任务目标 A ->
根据这篇MySQL复杂查询教程,左外联结时如果右表中没有匹配的行,右表的列会显示为什么?
任务目标 B ->
请从这篇MySQL复杂查询教程停下的地方往下续写。

源文档 ->
▽
MySQL从入门到精通(五):复杂查询详解

📢 本文是《MySQL从入门到精通》系列的第五篇,将带你深入学习MySQL中的复杂查询技术,包括多表联结、子查询、集合操作和高级分组等,掌握这些技术将显著提升你的数据查询能力。

📋 文章目录

多表联结(JOIN)详解

关系型数据库的核心优势之一就是能够通过表之间的关系来组合数据。JOIN操作让我们能够从多个表中检索相关数据。

JOIN的类型和语法

MySQL支持多种类型的JOIN操作:

1. 内联结(INNER JOIN)

返回两个表中匹配行的结果。

-- 基本语法
SELECT columns
FROM table1
INNER JOIN table2 ON table1.column = table2.column;

-- 示例:查询订单及对应的客户信息
SELECT 
    o.order_id,
    o.order_date,
    c.customer_name,
    c.email
FROM 
    orders o
INNER JOIN 
    customers c ON o.customer_id = c.customer_id;
2. 左外联结(LEFT JOIN)

返回左表中的所有行,以及右表中的匹配行。如果右表中没有匹配,右表的列显示为NULL。

-- 基本语法
SELECT columns
FROM table1
LEFT JOIN table2 ON table1.column = table2.column;

-- 示例:查询所有客户及其订单(包括没有订单的客户)
△
数据记录 ->
▽
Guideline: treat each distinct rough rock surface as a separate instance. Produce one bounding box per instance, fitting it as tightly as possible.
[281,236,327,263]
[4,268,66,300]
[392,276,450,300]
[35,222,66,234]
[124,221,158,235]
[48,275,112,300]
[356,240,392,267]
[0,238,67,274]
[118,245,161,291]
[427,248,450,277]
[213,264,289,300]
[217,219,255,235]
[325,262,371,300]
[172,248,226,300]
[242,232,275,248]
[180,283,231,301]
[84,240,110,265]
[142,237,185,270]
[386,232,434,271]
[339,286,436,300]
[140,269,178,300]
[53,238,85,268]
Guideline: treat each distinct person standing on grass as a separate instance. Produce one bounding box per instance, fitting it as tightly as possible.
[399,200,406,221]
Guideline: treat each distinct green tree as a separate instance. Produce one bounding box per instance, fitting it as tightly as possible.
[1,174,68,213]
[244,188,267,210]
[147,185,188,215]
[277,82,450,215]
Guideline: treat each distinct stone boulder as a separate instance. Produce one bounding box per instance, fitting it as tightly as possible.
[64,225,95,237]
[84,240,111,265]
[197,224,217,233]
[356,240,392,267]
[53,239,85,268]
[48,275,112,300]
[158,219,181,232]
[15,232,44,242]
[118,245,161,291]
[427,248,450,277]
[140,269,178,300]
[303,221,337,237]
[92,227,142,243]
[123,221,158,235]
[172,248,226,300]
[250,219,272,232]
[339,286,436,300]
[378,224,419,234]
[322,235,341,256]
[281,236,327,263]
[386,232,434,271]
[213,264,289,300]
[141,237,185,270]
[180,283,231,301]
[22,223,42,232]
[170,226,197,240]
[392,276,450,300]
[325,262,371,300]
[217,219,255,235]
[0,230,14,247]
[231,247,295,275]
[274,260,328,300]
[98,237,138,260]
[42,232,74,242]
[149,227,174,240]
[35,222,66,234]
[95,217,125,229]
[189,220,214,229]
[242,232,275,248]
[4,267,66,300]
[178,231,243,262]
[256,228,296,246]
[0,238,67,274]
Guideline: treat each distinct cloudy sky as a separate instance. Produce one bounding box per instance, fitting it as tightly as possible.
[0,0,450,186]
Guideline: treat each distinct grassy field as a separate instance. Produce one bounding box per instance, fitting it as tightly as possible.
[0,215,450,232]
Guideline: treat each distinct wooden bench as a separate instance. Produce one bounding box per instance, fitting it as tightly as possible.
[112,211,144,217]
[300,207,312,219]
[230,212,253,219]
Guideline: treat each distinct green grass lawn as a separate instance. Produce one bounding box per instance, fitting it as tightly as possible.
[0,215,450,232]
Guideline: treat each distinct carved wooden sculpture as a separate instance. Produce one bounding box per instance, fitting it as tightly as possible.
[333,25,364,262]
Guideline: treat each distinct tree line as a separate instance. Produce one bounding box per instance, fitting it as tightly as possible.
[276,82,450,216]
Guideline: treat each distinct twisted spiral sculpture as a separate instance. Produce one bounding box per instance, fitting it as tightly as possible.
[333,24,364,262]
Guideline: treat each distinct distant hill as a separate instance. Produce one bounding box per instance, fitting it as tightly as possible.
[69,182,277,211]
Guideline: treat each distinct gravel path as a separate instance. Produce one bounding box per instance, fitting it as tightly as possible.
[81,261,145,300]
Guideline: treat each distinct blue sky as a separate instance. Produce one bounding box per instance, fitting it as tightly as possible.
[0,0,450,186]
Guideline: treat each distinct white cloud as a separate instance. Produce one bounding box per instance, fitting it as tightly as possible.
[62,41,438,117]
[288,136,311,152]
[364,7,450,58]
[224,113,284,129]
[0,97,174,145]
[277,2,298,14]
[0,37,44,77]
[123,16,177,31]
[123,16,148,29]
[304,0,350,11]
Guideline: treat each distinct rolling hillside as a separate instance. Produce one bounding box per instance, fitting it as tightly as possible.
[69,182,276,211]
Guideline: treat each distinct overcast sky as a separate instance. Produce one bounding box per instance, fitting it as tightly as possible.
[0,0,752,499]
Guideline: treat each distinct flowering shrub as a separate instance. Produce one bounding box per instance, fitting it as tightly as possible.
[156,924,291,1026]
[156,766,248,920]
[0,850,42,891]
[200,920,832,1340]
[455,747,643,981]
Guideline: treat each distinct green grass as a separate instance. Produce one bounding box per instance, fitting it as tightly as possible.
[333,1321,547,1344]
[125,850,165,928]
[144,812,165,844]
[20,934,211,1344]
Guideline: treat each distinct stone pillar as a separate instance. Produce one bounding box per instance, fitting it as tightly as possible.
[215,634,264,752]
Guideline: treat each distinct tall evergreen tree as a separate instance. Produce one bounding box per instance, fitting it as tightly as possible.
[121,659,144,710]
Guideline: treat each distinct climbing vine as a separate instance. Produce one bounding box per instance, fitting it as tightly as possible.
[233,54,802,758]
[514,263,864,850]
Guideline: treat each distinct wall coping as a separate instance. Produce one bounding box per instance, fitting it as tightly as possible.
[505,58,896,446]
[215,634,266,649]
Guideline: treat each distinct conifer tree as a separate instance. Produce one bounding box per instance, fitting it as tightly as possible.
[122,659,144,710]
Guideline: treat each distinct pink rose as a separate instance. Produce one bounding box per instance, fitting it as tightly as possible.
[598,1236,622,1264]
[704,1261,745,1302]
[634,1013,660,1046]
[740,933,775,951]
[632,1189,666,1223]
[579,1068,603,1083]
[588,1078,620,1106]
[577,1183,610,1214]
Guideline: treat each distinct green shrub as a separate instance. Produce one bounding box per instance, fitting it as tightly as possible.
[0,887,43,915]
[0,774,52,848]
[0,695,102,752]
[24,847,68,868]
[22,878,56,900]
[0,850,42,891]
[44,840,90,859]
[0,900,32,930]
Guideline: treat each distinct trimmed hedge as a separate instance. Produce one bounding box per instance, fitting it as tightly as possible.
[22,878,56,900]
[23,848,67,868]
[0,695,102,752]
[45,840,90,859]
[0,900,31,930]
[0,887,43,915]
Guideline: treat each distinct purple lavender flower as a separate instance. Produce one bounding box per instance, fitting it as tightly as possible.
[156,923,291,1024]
△
参考答案 A ->
右表的列会显示为NULL。

参考答案 B ->
SELECT 
    c.customer_id,
    c.customer_name,
    o.order_id,
    o.order_date
FROM 
    customers c
LEFT JOIN 
    orders o ON c.customer_id = o.customer_id;
3. 右外联结(RIGHT JOIN)

返回右表中的所有行,以及左表中的匹配行。如果左表中没有匹配,左表的列显示为NULL。

-- 基本语法
SELECT columns
FROM table1
RIGHT JOIN table2 ON table1.column = table2.column;

-- 示例:查询所有产品及其订单(包括未被订购的产品)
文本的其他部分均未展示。